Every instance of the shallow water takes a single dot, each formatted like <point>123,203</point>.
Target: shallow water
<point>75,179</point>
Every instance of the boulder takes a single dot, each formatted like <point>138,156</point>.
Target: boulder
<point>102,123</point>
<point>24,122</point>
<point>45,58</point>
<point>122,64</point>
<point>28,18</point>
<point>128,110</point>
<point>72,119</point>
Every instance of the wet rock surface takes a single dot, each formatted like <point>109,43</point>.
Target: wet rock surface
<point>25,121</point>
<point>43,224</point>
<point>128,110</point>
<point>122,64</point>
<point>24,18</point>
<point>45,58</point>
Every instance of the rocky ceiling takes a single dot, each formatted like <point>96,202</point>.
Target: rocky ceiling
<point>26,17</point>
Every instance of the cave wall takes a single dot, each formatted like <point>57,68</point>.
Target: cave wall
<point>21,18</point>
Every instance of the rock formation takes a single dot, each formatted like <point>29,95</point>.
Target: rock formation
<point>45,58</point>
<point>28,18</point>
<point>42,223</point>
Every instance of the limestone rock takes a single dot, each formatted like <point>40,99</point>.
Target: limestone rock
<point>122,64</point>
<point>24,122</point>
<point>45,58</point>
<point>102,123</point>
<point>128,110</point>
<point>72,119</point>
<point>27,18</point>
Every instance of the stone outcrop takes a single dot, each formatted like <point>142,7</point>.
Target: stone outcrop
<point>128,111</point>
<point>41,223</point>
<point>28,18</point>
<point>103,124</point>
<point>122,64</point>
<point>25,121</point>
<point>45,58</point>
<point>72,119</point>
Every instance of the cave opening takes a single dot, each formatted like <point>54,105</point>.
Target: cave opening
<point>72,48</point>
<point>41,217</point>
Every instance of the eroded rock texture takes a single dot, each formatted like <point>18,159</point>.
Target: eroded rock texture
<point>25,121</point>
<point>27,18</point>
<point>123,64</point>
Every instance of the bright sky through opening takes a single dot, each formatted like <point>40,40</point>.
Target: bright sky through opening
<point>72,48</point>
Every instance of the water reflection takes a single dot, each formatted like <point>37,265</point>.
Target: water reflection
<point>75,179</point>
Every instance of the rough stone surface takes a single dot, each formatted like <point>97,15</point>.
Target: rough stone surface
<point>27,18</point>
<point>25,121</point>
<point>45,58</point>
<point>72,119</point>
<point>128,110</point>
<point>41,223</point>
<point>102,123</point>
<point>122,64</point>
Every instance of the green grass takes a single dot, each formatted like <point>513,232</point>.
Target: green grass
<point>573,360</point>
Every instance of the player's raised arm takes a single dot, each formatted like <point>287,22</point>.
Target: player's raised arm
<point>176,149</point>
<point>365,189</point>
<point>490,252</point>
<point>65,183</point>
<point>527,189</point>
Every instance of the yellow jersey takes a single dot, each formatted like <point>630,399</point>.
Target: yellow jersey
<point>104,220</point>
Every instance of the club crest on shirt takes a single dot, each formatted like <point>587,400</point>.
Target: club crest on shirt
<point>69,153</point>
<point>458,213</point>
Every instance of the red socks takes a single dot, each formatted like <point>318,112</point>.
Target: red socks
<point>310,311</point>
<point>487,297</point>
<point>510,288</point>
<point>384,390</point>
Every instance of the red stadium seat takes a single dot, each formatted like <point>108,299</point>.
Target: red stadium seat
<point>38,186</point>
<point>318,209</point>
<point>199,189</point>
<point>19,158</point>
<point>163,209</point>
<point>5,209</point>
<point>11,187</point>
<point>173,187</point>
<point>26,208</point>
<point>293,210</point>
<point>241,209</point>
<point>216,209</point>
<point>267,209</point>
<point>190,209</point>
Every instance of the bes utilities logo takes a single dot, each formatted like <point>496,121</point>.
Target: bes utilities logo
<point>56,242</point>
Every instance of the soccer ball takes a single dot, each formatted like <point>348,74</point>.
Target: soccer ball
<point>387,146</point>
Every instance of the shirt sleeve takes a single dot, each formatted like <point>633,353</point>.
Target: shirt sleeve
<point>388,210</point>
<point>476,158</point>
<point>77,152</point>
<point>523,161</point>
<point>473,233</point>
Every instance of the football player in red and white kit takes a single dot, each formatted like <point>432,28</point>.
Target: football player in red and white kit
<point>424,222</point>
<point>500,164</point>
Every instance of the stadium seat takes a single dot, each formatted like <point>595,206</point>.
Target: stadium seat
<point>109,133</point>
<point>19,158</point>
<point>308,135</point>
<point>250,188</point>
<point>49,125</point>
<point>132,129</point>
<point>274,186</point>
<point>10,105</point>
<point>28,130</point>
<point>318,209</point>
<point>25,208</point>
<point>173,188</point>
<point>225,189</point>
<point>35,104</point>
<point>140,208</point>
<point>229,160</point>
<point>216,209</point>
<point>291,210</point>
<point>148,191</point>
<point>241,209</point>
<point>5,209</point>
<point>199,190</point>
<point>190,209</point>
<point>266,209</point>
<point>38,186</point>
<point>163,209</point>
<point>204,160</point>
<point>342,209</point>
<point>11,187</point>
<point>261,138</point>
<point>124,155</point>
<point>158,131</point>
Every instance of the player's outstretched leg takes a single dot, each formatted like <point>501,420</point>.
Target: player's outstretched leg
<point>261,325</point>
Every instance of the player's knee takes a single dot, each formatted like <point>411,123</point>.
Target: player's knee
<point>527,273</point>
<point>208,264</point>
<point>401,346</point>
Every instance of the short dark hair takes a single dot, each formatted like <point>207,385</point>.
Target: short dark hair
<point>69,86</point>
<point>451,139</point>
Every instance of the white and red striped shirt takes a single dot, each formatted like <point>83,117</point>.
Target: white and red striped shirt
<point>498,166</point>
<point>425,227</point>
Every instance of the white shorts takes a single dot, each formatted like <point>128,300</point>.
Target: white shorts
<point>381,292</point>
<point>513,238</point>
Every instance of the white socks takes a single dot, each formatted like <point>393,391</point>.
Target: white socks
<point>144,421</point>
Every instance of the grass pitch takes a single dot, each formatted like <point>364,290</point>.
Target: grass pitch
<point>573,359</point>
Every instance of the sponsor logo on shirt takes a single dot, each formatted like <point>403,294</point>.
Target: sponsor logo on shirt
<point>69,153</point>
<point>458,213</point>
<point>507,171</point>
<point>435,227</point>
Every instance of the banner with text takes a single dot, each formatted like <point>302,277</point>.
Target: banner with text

★ ★ ★ ★ ★

**What the exercise asks**
Return the data from the top line through the bottom line exactly.

**Response area**
Every instance of the shallow water takes a single dot, each formatted like <point>123,203</point>.
Target: shallow water
<point>75,179</point>
Every instance of the boulder takes a single dot, each formatted like <point>138,156</point>.
Target: boulder
<point>102,123</point>
<point>24,122</point>
<point>45,58</point>
<point>122,64</point>
<point>28,18</point>
<point>128,110</point>
<point>72,119</point>
Every instance of the wet rock surface takes a single dot, each formatted like <point>109,43</point>.
Target: wet rock surface
<point>25,121</point>
<point>43,224</point>
<point>128,110</point>
<point>122,64</point>
<point>24,18</point>
<point>45,58</point>
Every instance of the rocky ceiling takes a single dot, each formatted like <point>96,202</point>.
Target: rocky ceiling
<point>26,17</point>
Every instance of the cave wall takes a single dot, each formatted like <point>57,68</point>.
Target: cave wall
<point>21,18</point>
Every instance of the rock formation takes a single dot, each formatted like <point>29,95</point>.
Target: rock formation
<point>45,58</point>
<point>28,18</point>
<point>42,223</point>
Every instance of the limestone rock takes a single dot, each formatted like <point>40,99</point>.
Target: limestone rock
<point>122,64</point>
<point>24,122</point>
<point>45,58</point>
<point>102,123</point>
<point>128,110</point>
<point>72,119</point>
<point>27,18</point>
Every instance of the stone outcrop takes a single dot, each formatted like <point>142,7</point>.
Target: stone outcrop
<point>128,111</point>
<point>41,223</point>
<point>28,18</point>
<point>103,124</point>
<point>122,64</point>
<point>25,121</point>
<point>45,58</point>
<point>72,119</point>
Every instance of the cave opening takes a single dot, each formatted like <point>54,105</point>.
Target: cave opening
<point>72,48</point>
<point>41,217</point>
Every instance of the eroded rock texture takes a single dot, each formatted like <point>18,159</point>.
Target: eroded rock texture
<point>25,121</point>
<point>27,18</point>
<point>123,64</point>
Every instance of the bright sky through opening takes a single dot, each formatted like <point>40,40</point>.
Target: bright sky through opening
<point>72,48</point>
Every instance of the water reflection takes a single dot, each formatted like <point>37,265</point>.
Target: water reflection
<point>75,179</point>
Every instance of the rough stone surface takes a single dot, each formatted like <point>97,15</point>.
Target: rough stone surface
<point>27,18</point>
<point>25,121</point>
<point>45,58</point>
<point>72,119</point>
<point>128,110</point>
<point>41,223</point>
<point>102,123</point>
<point>122,64</point>
Every instance of the green grass takes a single dot, each formatted like <point>513,232</point>.
Target: green grass
<point>573,360</point>
Every instance of the player's raised arm takes a single dot, each formatted like <point>287,22</point>.
Target: player's raised arm
<point>176,149</point>
<point>365,189</point>
<point>490,252</point>
<point>65,183</point>
<point>527,189</point>
Every instance of the yellow jersey takes a single dot, each formatted like <point>630,399</point>.
Target: yellow jersey
<point>104,220</point>
Every instance of the club crest on shirt takes a single dot, each formatted like <point>587,400</point>.
Target: club crest on shirt
<point>69,153</point>
<point>458,213</point>
Every instance of the red socks takes a single dot, each formatted like <point>318,112</point>.
Target: red socks
<point>310,311</point>
<point>487,297</point>
<point>510,288</point>
<point>384,390</point>
Every instance of the red stadium seat takes a single dot, each formatted like <point>108,299</point>.
Target: red stadium seat
<point>38,186</point>
<point>318,209</point>
<point>199,189</point>
<point>19,158</point>
<point>163,209</point>
<point>5,209</point>
<point>11,187</point>
<point>173,187</point>
<point>26,208</point>
<point>293,210</point>
<point>241,209</point>
<point>216,209</point>
<point>267,209</point>
<point>190,209</point>
Every instance of the bes utilities logo takes a single dot, each formatted like <point>496,121</point>.
Target: bes utilities logo
<point>56,242</point>
Every instance of the soccer ball takes a single dot, each formatted like <point>348,74</point>.
Target: soccer ball
<point>387,146</point>
Every instance of the shirt sleeve takes a single dot, each formatted like <point>633,353</point>.
Target: shirt sleeve
<point>388,210</point>
<point>476,158</point>
<point>77,152</point>
<point>523,161</point>
<point>473,233</point>
Every instance of the football player in red and white kit takes a single dot, each formatted like <point>432,28</point>.
Target: football player in red and white kit
<point>424,222</point>
<point>500,164</point>
Every instance of the stadium seat takes a single dot, each formatted like <point>595,206</point>.
Target: stadium seat
<point>109,133</point>
<point>19,158</point>
<point>308,135</point>
<point>250,188</point>
<point>49,125</point>
<point>132,129</point>
<point>274,186</point>
<point>10,105</point>
<point>28,130</point>
<point>318,209</point>
<point>25,208</point>
<point>173,188</point>
<point>225,189</point>
<point>35,104</point>
<point>140,208</point>
<point>229,160</point>
<point>216,209</point>
<point>291,210</point>
<point>148,191</point>
<point>241,209</point>
<point>5,209</point>
<point>199,190</point>
<point>190,209</point>
<point>266,209</point>
<point>38,186</point>
<point>163,209</point>
<point>204,160</point>
<point>342,209</point>
<point>11,187</point>
<point>261,138</point>
<point>124,155</point>
<point>158,131</point>
Every instance of the player's outstretched leg takes a single dot, each formatted like <point>501,420</point>.
Target: player's outstretched leg
<point>261,325</point>
Every instance of the player's knee takes a single dot, each formatted like <point>411,123</point>.
Target: player's knee
<point>527,273</point>
<point>208,264</point>
<point>401,346</point>
Every instance of the short dark hair takes a single dot, each formatted like <point>207,385</point>.
Target: short dark hair
<point>69,86</point>
<point>451,139</point>
Every instance of the white and red striped shirt takes a single dot, each formatted like <point>83,117</point>.
Target: white and red striped shirt
<point>498,166</point>
<point>425,227</point>
Every instance of the white shorts takes a single dot, each formatted like <point>128,300</point>.
Target: white shorts
<point>381,292</point>
<point>513,238</point>
Every instance of the white socks takes a single dot, each formatted like <point>393,391</point>.
Target: white socks
<point>144,421</point>
Every instance of the grass pitch takes a single dot, each formatted like <point>364,290</point>.
Target: grass pitch
<point>573,359</point>
Every instance of the sponsor logo on shirt takes a single dot, each formatted like <point>403,294</point>.
Target: sponsor logo on shirt
<point>69,153</point>
<point>458,213</point>
<point>507,171</point>
<point>435,227</point>
Every instance of the banner with text takes a single dot, each formatted like <point>302,277</point>.
Target: banner with text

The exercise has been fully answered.